**Requirements**
[A] List every item that the quoted statement from Leggatt J in the passage on pleading rules says statements of case should not contain.
[B] Reproduce the passage on pleading rules between "The points that" and "in deceit cases.", inclusive.

━━━ Text passage

Aside from the threat implicit in the orders themselves,
however, the main interest of the judgment lies in its statements of principle.

Leggatt J’s analysis starts with the principles that:

“Statements
of case must be concise. They must
plead only material facts, meaning
those necessary for the purpose of formulating
a cause of action or defence
, and not background facts or evidence. Still
less should they contain arguments,
reasons or rhetoric
. These basic rules were developed long ago and have
stood the test of time because they serve the vital purpose of identifying the
matters which each party will need to prove
by evidence at trial
.”
(emphasis added)

(Tchenguiz and others v Grant Thornton UK LLP
and others
[2015] EWHC 405 (Comm), at paragraph 1.)

The words in bold show the classic austerity of this
approach, and rather beg the questions of where the line is drawn between a
material fact and a background one and why “reasons” should be
excluded from statements of case. A common complaint of parties faced with allegations
of fraud or serious impropriety is that the full case against them has not been
set out in the pleadings. That, in turn, can and does lead to requests under
Part 18 and applications to adjourn made during trial. The latter very often
turn on the classic submission that “that was not the way the case was put before”. Those words, in turn, often
engage an analysis not limited to whether the material facts were pleaded and
whether (for example) the tort of deceit was pleaded. Rather, the focus can
become on whether the matters on which the claimant was relying at trial to
allege that deceit could be inferred were
“properly” set out in the pleading. That, in turn, can make it highly
desirable to plead the “reasons” why a party is alleged to have
behaved fraudulently.

The points that follow are:

  • If Leggatt J’s approach is adopted, it would be
    coherent if, and insofar as, the Commercial Court takes a correspondingly more
    robust approach to complaints about a lack of particularity in deceit cases.
  • It may well be that what Leggatt J is exposing
    in his judgment are the strictures that apply to pleadings that fall on the
    wrong side of a line that is finer than his general statement of principle
    suggests.

If the second point is correct, then the judgment becomes
not simply more coherent but, in truth, hard to gainsay. Many commercial practitioners
(including the author) will have had more than a wistful look at the Commercial
Court Guide when pleading defences to belligerent, rambling and off the point
pleadings of inordinate length that (as often seems the case) see fit to throw
allegations of fraud and dishonesty around like confetti before the parties
have even been properly introduced, presumably on the basis that there is
minimal expectation that anyone apart from the core legal team will read beyond
page 5 of the document. Once one adds to the equation the possibility that the
pleader or reviewer of those introductory salvoes may not be the pleader or
reviewer who has dealt with the section of the pleading where the facts
material to the fraud or dishonesty have actually been pleaded, then one sees
the ensuing risk of confusion and obscurity.

━━━━━━
━━━ Record list

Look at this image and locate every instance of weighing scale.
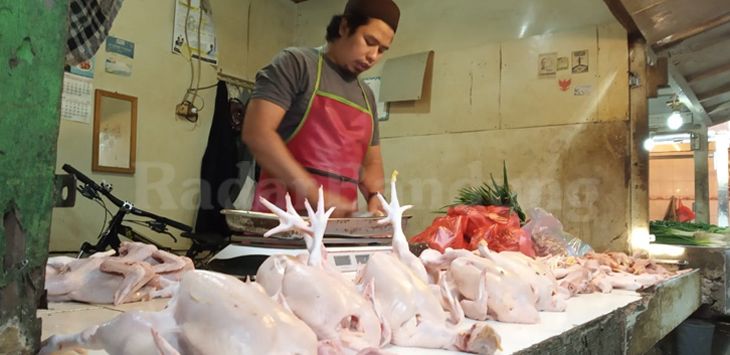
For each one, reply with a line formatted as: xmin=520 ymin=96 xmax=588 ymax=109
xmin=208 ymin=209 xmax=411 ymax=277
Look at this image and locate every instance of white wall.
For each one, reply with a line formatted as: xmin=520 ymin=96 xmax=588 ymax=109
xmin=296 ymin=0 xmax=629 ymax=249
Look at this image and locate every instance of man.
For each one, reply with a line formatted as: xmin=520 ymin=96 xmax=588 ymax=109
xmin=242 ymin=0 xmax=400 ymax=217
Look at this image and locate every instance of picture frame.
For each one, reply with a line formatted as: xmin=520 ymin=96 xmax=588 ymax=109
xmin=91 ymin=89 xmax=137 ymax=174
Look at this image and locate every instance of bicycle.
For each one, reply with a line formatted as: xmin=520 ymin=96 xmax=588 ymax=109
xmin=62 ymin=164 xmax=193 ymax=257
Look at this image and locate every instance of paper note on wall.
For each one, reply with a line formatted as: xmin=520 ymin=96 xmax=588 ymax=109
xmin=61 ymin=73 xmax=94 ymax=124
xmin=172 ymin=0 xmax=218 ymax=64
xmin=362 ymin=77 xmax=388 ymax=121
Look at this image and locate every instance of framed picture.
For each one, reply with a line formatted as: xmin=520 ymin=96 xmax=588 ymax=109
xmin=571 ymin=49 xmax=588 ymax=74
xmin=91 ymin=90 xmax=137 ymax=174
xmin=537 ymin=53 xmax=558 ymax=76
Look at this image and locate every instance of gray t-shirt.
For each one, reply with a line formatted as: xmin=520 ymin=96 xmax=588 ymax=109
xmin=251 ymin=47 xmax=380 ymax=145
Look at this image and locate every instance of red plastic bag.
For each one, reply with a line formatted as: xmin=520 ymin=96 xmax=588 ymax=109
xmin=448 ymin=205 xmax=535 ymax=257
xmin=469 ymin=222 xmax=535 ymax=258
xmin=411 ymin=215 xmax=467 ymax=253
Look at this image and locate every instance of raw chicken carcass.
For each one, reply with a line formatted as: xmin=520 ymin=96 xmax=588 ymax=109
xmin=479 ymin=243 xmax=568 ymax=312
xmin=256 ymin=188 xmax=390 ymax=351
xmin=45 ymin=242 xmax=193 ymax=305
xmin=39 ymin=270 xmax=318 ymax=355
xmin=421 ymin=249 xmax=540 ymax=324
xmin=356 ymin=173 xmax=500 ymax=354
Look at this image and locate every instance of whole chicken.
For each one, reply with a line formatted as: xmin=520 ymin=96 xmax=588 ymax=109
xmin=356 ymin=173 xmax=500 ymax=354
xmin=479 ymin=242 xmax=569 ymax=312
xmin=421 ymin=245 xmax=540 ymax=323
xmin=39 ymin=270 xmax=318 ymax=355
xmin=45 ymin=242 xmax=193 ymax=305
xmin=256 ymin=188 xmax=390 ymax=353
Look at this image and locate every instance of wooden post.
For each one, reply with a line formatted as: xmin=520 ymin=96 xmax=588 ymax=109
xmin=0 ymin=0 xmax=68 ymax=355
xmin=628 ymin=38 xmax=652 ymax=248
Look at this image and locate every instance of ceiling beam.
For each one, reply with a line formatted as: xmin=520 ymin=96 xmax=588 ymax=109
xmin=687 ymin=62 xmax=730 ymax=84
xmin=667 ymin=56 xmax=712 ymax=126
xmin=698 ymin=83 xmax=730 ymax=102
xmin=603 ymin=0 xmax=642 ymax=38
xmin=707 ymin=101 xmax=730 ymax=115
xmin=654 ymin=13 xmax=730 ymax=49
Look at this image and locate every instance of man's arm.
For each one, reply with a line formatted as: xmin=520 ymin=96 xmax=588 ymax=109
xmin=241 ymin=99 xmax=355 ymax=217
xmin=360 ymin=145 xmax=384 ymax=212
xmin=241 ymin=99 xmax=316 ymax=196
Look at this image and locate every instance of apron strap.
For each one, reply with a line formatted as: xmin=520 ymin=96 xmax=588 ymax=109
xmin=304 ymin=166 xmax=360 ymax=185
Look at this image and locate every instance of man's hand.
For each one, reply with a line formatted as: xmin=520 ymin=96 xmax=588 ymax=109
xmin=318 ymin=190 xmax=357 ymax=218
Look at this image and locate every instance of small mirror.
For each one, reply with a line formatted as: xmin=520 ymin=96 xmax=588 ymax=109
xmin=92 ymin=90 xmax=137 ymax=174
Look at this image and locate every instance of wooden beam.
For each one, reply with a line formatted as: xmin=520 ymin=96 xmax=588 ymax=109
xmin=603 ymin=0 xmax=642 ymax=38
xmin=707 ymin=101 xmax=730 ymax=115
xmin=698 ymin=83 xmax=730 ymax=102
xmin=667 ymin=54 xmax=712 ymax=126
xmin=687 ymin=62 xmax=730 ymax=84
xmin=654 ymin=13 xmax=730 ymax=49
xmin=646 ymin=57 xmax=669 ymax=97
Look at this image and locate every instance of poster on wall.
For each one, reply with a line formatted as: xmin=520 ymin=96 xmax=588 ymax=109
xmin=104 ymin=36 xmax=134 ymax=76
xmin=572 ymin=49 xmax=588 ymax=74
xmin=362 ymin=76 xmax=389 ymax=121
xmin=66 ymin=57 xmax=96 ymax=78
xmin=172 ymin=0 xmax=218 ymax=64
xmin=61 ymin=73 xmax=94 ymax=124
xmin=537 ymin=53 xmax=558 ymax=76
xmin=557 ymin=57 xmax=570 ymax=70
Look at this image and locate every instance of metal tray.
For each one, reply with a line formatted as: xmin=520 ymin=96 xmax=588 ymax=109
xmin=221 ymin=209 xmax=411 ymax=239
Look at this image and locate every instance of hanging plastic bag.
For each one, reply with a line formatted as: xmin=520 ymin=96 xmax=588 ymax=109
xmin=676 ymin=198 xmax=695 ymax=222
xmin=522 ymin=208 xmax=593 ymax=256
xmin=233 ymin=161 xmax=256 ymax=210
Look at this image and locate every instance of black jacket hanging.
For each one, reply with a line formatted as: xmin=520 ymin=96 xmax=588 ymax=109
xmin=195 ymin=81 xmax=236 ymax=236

━━━━━━

**Full answers**
[A]
- background facts
- evidence
- arguments
- reasons
- rhetoric

[B]
The points that follow are:

  • If Leggatt J’s approach is adopted, it would be
    coherent if, and insofar as, the Commercial Court takes a correspondingly more
    robust approach to complaints about a lack of particularity in deceit cases.